Extrait choisi =
↓↓↓
Par rapport aux manuels des années 90, plusieurs lignes directrices sont conservées voire amplifiées, s’agissant surtout des plus contestables. C’est notamment le cas avec l’histoire de l’URSS, réduite exclusivement à celle de la répression politique. Sa compréhension est basée sur la notion fourre-tout mais affirmée comme fondamentale de « totalitarisme » qui, non content de mettre sur le même plan Union soviétique et Allemagne nazie, tend maintenant à ne plus criminaliser que le communisme dans son ensemble [6].

La disparition de la seconde guerre mondiale

La nouveauté à laquelle doivent faire face les nouveaux manuels se situe d’abord dans le redécoupage des programmes qui fait débuter la période étudiée en 1945. Ainsi, les causes de la guerre et son déroulement, qui permettraient de comprendre l’origine des nouveaux rapports de forces mondiaux, sont totalement escamotées. Ne subsiste que le « bilan de la guerre », réduit à un tableau affichant les pertes civiles et militaires, sans que rien ne permette de faire la distinction entre les différents belligérants (pour le cas de la Chine, qui compte 6 à 20 millions de morts selon les estimations seul un point d’interrogation renseignera le lycéen…). La responsabilité de l’Allemagne nazie dans le déclenchement et l’évolution des hostilités passe désormais au second plan, derrière une « mémoire partagée » qui tend à associer de façon indécente bourreaux et victimes.
↑↑↑
(Lignes de placement de points)
↓↓↓
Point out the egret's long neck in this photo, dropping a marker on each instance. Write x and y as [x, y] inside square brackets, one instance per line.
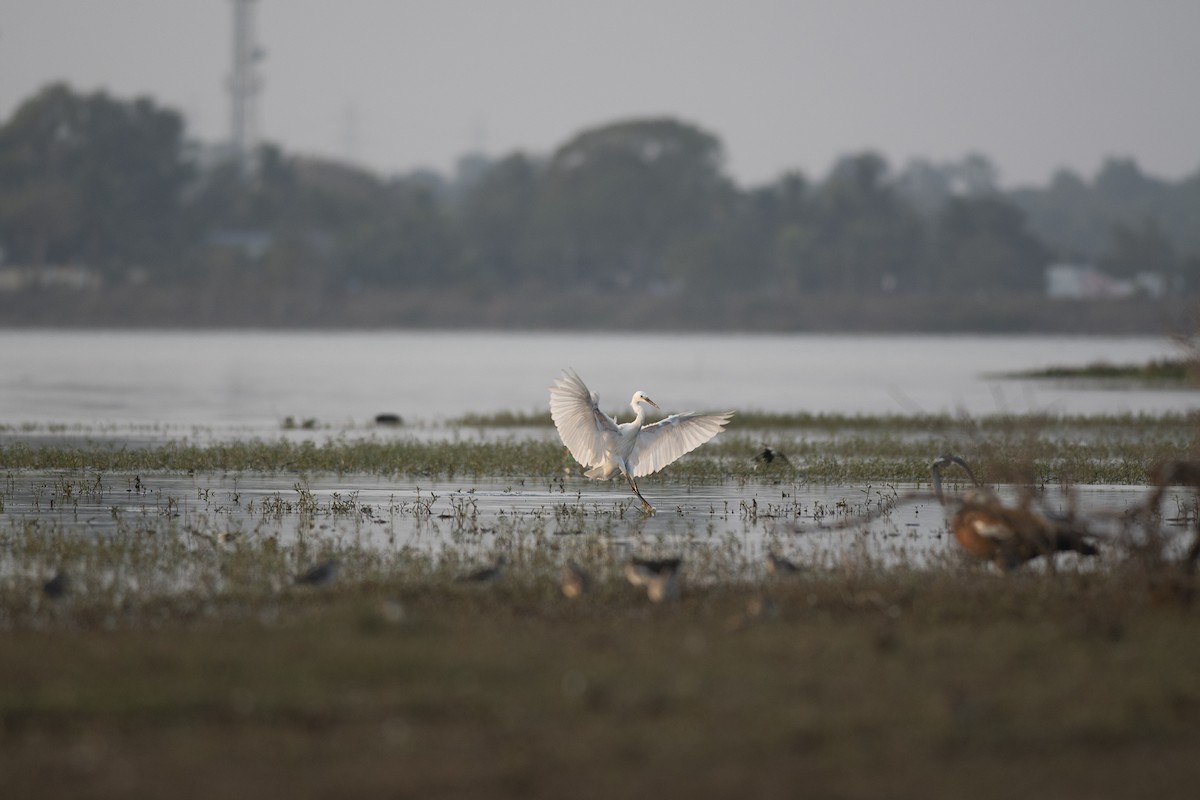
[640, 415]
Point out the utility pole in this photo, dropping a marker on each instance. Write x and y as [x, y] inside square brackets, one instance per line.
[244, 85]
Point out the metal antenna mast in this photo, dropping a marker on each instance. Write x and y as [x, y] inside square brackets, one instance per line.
↑↑↑
↓↓↓
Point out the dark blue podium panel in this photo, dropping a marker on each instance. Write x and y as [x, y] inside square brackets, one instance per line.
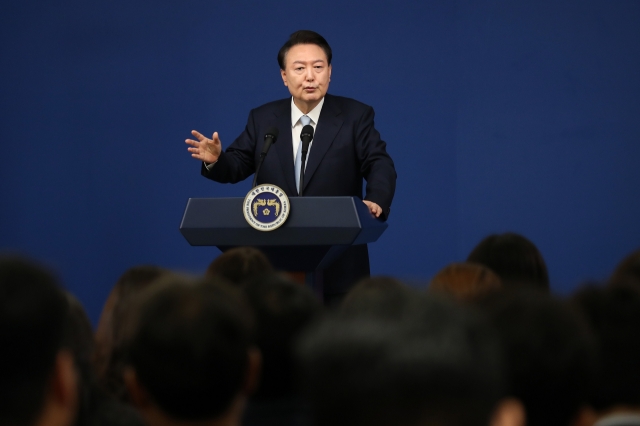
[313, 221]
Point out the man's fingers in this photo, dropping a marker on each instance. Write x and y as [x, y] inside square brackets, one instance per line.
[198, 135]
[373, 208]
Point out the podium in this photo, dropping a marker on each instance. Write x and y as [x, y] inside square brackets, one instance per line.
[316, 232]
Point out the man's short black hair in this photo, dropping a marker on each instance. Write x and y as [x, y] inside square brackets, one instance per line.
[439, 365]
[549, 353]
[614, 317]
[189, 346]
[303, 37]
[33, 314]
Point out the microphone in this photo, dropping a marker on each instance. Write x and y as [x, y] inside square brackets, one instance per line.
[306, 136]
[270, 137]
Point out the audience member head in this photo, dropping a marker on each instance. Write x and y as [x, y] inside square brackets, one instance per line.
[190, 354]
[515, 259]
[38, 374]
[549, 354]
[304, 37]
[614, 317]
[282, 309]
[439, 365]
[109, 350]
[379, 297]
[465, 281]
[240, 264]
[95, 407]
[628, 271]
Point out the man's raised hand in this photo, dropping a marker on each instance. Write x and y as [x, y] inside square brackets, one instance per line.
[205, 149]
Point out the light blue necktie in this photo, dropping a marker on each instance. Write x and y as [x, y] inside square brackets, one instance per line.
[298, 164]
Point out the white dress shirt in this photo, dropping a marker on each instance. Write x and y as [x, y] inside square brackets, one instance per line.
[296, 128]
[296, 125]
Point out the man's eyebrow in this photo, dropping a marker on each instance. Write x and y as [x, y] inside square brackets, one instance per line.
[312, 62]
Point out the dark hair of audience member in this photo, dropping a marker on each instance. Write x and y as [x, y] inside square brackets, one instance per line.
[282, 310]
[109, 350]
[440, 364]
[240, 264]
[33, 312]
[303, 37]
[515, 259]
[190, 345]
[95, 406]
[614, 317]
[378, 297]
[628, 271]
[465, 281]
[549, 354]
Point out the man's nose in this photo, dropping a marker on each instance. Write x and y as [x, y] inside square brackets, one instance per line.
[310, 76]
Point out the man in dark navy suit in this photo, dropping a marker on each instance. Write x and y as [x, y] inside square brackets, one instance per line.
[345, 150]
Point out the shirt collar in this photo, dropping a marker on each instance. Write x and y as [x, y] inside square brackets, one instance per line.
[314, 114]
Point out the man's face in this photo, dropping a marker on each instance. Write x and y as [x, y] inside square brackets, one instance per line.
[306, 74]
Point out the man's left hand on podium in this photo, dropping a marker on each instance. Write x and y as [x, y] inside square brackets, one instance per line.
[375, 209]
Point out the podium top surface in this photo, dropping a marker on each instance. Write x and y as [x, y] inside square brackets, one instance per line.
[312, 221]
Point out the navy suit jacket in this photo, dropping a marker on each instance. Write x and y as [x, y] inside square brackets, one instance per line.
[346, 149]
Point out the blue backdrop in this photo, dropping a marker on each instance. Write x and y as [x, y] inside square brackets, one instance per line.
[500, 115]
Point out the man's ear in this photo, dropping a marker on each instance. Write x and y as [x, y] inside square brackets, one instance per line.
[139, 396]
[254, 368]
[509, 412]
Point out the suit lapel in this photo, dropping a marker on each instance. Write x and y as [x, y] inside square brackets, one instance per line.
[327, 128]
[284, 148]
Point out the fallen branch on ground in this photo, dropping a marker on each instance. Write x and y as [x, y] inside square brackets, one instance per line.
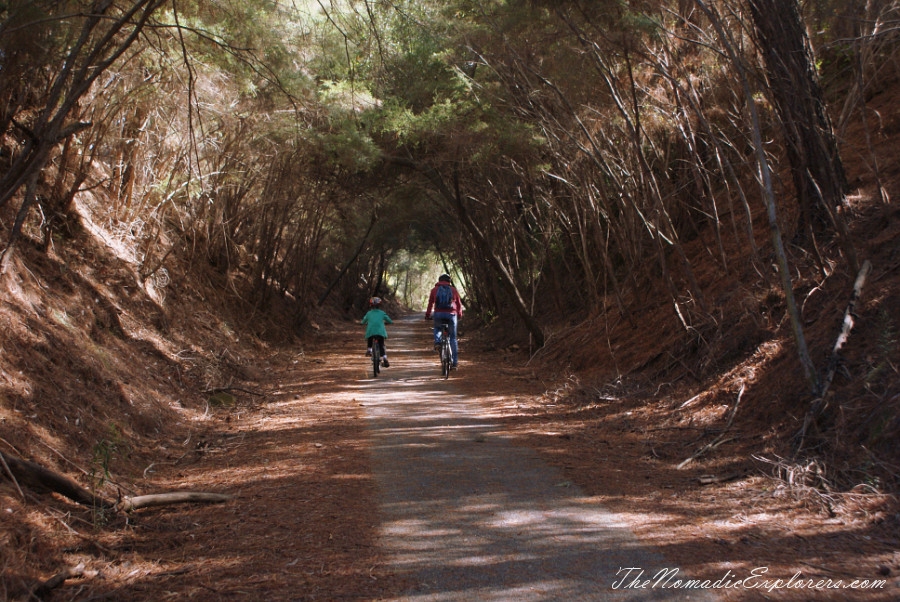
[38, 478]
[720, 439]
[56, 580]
↑↑↑
À faire =
Mettez en anglais cette phrase de l’extrait sur les manuels d’histoire : « La nouveauté à laquelle doivent faire face les nouveaux manuels se situe d’abord dans le redécoupage des programmes qui fait débuter la période étudiée en 1945. »

Réponse rédigée =
The new challenge the new textbooks must face lies first of all in the reshaping of the curricula, which makes the period studied begin in 1945.